Assigned task:
Which lines in the material below contain the word "record"? Copy each of them.

Source material:

>>>>

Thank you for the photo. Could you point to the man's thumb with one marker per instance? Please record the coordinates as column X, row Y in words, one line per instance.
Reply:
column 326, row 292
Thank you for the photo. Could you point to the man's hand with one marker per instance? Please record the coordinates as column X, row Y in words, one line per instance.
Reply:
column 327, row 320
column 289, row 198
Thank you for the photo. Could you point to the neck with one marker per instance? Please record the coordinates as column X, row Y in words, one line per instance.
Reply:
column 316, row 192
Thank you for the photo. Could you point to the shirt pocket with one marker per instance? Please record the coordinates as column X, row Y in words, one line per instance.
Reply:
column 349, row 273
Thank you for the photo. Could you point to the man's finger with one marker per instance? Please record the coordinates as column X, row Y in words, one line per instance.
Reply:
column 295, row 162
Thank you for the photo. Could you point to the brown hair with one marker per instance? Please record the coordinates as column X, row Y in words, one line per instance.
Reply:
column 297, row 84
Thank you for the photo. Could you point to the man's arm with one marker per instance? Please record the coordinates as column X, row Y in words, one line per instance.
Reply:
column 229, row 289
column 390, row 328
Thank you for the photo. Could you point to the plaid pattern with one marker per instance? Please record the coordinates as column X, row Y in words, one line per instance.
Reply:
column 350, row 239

<<<<

Expected answer:
Thank you for the photo. Could you point to the man's thumb with one marker per instance? Please record the coordinates as column X, row Y in words, one line per instance.
Thank you for the photo. Could you point to the man's hand with one marker per instance? Please record the coordinates as column X, row Y in words, one line per instance.
Thank you for the photo. Could you point to the neck with one marker per instance? Please record the coordinates as column X, row Y in words, one line per instance.
Thank you for the photo. Could you point to the shirt pocket with one marker per instance? Please record the coordinates as column X, row Y in words, one line per instance.
Thank you for the photo. Could you point to the man's finger with one marker per instance? Please record the coordinates as column X, row Y in words, one line per instance.
Thank you for the photo. Could you point to the brown hair with one marker per instance? Please record the coordinates as column X, row Y in words, one line per instance.
Thank you for the photo. Could you point to the man's arm with one marker per instance? Please record the coordinates as column X, row Y in words, one line per instance.
Thank you for the photo. Could you point to the plaid pattern with one marker per instance? Please record the coordinates as column X, row Y in words, one line per instance.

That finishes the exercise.